*RECORDS TO USE*:
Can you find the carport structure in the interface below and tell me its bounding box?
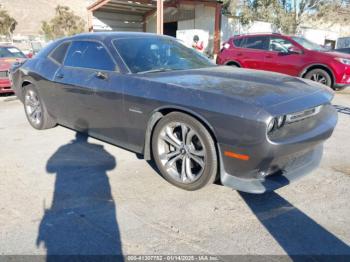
[88,0,222,54]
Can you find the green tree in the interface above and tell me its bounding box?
[0,10,17,38]
[224,0,340,34]
[41,5,85,40]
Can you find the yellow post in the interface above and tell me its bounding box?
[157,0,163,35]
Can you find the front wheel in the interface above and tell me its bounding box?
[152,112,218,190]
[24,84,56,129]
[305,69,332,87]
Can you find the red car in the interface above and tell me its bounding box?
[0,45,27,94]
[217,34,350,90]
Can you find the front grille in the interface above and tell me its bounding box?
[0,71,9,78]
[286,106,322,123]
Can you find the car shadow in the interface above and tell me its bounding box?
[239,192,350,256]
[334,105,350,115]
[36,133,122,261]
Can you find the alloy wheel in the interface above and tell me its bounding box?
[24,90,42,126]
[157,122,206,184]
[310,73,328,85]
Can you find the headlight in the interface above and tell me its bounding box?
[335,57,350,65]
[276,116,286,128]
[267,118,276,133]
[267,116,286,133]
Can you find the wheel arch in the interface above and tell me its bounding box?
[299,64,336,86]
[225,60,242,67]
[143,106,218,160]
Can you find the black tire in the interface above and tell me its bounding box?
[152,112,218,191]
[226,62,239,67]
[304,68,333,88]
[23,84,57,130]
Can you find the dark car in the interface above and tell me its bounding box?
[217,34,350,90]
[0,45,27,94]
[12,33,337,193]
[334,48,350,54]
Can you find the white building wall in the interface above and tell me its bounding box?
[146,13,157,33]
[178,4,215,54]
[92,11,143,32]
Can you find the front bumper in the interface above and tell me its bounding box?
[0,78,14,94]
[219,105,337,194]
[220,145,323,194]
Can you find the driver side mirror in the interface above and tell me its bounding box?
[288,46,303,55]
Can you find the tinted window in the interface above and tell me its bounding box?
[241,36,267,50]
[233,38,243,47]
[292,36,327,52]
[64,41,115,71]
[113,37,214,73]
[269,37,293,53]
[50,42,70,64]
[0,46,26,58]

*EXERCISE INSTRUCTIONS*: In all of the rows above, substitute "photo" for "interface" and keep everything else unchanged. Leave the pictures out of your answer.

*RESPONSE*:
Can you find the carport structure in the photo below and tell me its bounding box?
[88,0,222,54]
Can you find the green tree in the photo above and tell me its bounding box?
[0,10,17,38]
[224,0,340,34]
[41,5,85,40]
Can you find the yellow post in the photo above and tell me its bounding box?
[157,0,163,35]
Can you find the front wheel in the photo above and tell me its bounding box?
[152,112,218,190]
[24,84,56,129]
[305,69,332,87]
Can you find the red car in the photo above and tell me its bounding box?
[0,45,27,94]
[217,34,350,90]
Can you find the front grille in the photo above and tell me its bounding box?
[0,71,9,78]
[286,106,322,123]
Can you find the car shadow in the photo above and tell me its bounding box?
[239,192,350,256]
[334,105,350,115]
[36,133,122,261]
Can you find the alloy wheel in the photo above and tell me its bounding box?
[24,90,42,126]
[157,122,206,184]
[310,73,328,85]
Can you find the headlight in the photo above and tell me its bounding box?
[335,57,350,65]
[276,116,286,128]
[267,118,276,133]
[267,116,286,133]
Can you find the wheel arch in the photo above and tell me its bounding box?
[299,64,336,86]
[225,60,242,67]
[143,106,218,160]
Can you find the black tire in the photo above and tell me its bounding box?
[152,112,218,191]
[226,62,239,67]
[304,68,333,88]
[23,84,57,130]
Can you find the dark car in the photo above and tell me its bounding box?
[217,34,350,90]
[0,45,27,94]
[12,33,337,193]
[334,48,350,54]
Can you find the white building wall in the photo above and tell me its bounding box?
[146,13,157,33]
[178,4,215,54]
[92,11,143,32]
Can you find the front bumper in the photo above and tell me its bounding box?
[0,78,14,94]
[219,105,337,194]
[220,145,323,194]
Can you find the driver side mirror in the photo above and tell me its bounding box?
[288,46,303,55]
Can you find the tinted window in the photo above and tell me its bounding box?
[241,36,267,50]
[233,38,243,47]
[292,36,327,52]
[64,41,115,71]
[113,37,214,73]
[269,37,293,53]
[50,42,70,64]
[0,46,26,58]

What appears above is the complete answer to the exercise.